→ Task set
- A) From the Easter reflection, output the passage that begins at the words "I wish for each" and stops after the words "to me today.".
- B) Answer these questions from the Easter reflection:
(i) What three things does the writer wish for each reader?
(ii) The writer says the "stations" are not part of which tradition?
(iii) In what century and city did the "stations" begin as a devotional practice?

┌─ Article

I wish for each of you a joyful Easter day, peace beyond all understanding in the midst of whatever is happening, and a way to get to a place that feels like home. Those are the blessings of Easter, it seems to me today.

I learned something about Easter celebrations this year, thanks to the internet. All my adult life, I’ve heard Roman Catholic friends and relatives talk about “doing the Stations of the Cross.” I figured it had something to do with remembering the crucifixion of Jesus, but I didn’t know what. The “stations” are not part of my Protestant tradition. But I was curious, and I had internet, so I went a-googlin’. First I found sites for adults that gave me information but didn’t entice me in the least. I learned that the “stations” are a devotional practice that begin in the 4th century in Jerusalem. Believers went to places that Jesus had gone during His last days and hours, and meditated upon His experience and its meaning. For a Christian, that is clearly a worthwhile thing to do, but the way in which it was presented — going to different locations in a church and reciting scripted verses and prayers — didn’t capture my imagination.

└─
┌─ Data entries

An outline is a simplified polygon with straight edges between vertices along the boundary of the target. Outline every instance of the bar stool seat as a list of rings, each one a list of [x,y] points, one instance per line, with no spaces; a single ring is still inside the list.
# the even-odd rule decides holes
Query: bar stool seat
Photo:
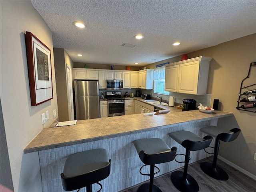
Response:
[[[149,184],[141,185],[137,192],[162,192],[161,190],[153,184],[154,176],[160,172],[159,169],[155,166],[155,164],[165,163],[174,159],[177,148],[173,147],[170,149],[168,146],[161,139],[151,138],[136,140],[134,144],[140,158],[145,164],[140,170],[140,173],[143,175],[150,176]],[[142,168],[146,165],[150,165],[150,174],[142,173]],[[158,172],[154,173],[154,168]]]
[[[75,153],[66,160],[63,172],[60,174],[64,190],[78,190],[86,187],[92,192],[92,185],[105,179],[110,172],[110,162],[104,149],[98,149]]]
[[[208,162],[201,163],[200,164],[201,169],[207,175],[215,179],[220,180],[228,180],[228,174],[223,169],[216,165],[220,141],[230,142],[234,140],[238,136],[241,130],[238,128],[234,128],[227,131],[226,129],[224,128],[210,126],[201,128],[200,131],[216,138],[212,163]]]
[[[182,192],[197,192],[199,186],[196,181],[187,173],[190,151],[197,151],[204,149],[210,145],[212,137],[207,136],[202,138],[188,131],[181,131],[171,133],[170,137],[186,149],[184,171],[176,171],[171,176],[171,180],[174,185]],[[177,154],[176,156],[181,154]],[[175,160],[176,161],[176,160]],[[182,162],[176,161],[178,162]]]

└─

→ Answers in order
- A)
I wish for each of you a joyful Easter day, peace beyond all understanding in the midst of whatever is happening, and a way to get to a place that feels like home. Those are the blessings of Easter, it seems to me today.

- B)
(i) A joyful Easter day, peace beyond all understanding in the midst of whatever is happening, and a way to get to a place that feels like home.
(ii) The writer's Protestant tradition.
(iii) The 4th century, in Jerusalem.